__QUOTED TEXT__
-------
Fabric: Stretch velvet from Tia Knight Fabrics in ‘claret’, £5.99/m. I ordered 3m for a midi length dress. 3m is my go to length for maxi dresses, but I figured with the one way nap I would need that extra fabric. In the end I actually ended up having enough to make my niece a quick dress too, so I probably only needed 2.5m.
Construction and instructions: This was a self-drafted pattern using a knit block I had in my pattern box. You can find the instructions on how to use a RTW jersey top/dress to draft your own pattern in my Peplum Top tutorial for Girl Charlee (note: I’ve edited it to a more curved sleeve head than I did there). I used the basic block and lengthened it straight down to the midi length I wanted. I marked the underbust line and then I ‘slash and spread’ the skirt part from the underbust down (I wanted a more fitted top before it flared out). Here’s a really awfully lit Iphone photo I took at the time, but there are plenty of great photos/tutorials online if you google ‘slash and spread’.
Then I sewed it up as normal (shoulder seam, sleeves and then side seams), with the addition of in-seam pockets (of course!) I didn’t actually decide on a high-low hem until I tried it on and just thought it would nicer. That was really easy to do. I folded the dress down the centre front and centre back, with side seams matching and pinned along the hem to keep everything in place and cut the front shorter using a gentle sloping shape (blue line). This step could easily be done at the pattern drawing stage.
-------
__ENTRIES__

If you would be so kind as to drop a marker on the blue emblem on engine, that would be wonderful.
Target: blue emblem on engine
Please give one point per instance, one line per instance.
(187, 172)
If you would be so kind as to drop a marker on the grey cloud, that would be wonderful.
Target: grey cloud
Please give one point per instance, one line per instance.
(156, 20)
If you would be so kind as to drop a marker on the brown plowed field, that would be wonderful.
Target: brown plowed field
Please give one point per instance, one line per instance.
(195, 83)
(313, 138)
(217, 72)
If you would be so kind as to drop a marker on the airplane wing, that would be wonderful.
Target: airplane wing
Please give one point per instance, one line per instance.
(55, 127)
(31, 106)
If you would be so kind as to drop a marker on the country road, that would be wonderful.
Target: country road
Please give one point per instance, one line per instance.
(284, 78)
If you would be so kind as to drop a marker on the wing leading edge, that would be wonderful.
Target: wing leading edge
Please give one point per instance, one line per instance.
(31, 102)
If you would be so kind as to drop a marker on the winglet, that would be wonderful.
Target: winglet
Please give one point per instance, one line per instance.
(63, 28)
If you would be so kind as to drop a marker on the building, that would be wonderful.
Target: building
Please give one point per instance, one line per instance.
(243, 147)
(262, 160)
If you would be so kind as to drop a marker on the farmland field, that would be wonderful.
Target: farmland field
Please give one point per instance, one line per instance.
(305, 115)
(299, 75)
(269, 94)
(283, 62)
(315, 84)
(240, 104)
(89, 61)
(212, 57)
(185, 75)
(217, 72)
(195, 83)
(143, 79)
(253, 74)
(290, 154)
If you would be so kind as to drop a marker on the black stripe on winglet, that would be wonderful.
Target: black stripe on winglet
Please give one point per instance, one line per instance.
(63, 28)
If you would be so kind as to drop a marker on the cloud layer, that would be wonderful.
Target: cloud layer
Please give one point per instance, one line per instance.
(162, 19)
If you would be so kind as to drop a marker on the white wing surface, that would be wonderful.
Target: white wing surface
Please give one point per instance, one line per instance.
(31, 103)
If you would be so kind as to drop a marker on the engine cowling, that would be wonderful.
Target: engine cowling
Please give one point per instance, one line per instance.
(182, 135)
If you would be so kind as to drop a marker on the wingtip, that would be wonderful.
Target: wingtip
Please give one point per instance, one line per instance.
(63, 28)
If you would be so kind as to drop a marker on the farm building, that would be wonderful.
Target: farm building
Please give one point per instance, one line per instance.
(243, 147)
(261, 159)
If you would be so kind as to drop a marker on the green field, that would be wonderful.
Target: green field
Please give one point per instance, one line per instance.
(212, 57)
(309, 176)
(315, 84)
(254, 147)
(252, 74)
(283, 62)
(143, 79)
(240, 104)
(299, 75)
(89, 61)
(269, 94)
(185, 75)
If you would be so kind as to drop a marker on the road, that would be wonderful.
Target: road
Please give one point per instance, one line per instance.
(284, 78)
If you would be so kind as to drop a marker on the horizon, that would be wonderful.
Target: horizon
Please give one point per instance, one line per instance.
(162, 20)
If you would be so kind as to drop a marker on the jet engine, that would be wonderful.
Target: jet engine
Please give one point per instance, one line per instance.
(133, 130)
-------
__EXERCISE AIM__
Reproduce verbatim the passage of the velvet dress write-up above that opens with the words containing "Then I sewed" and closes with "pattern drawing stage.".

__FINISHED ANSWER__
Then I sewed it up as normal (shoulder seam, sleeves and then side seams), with the addition of in-seam pockets (of course!) I didn’t actually decide on a high-low hem until I tried it on and just thought it would nicer. That was really easy to do. I folded the dress down the centre front and centre back, with side seams matching and pinned along the hem to keep everything in place and cut the front shorter using a gentle sloping shape (blue line). This step could easily be done at the pattern drawing stage.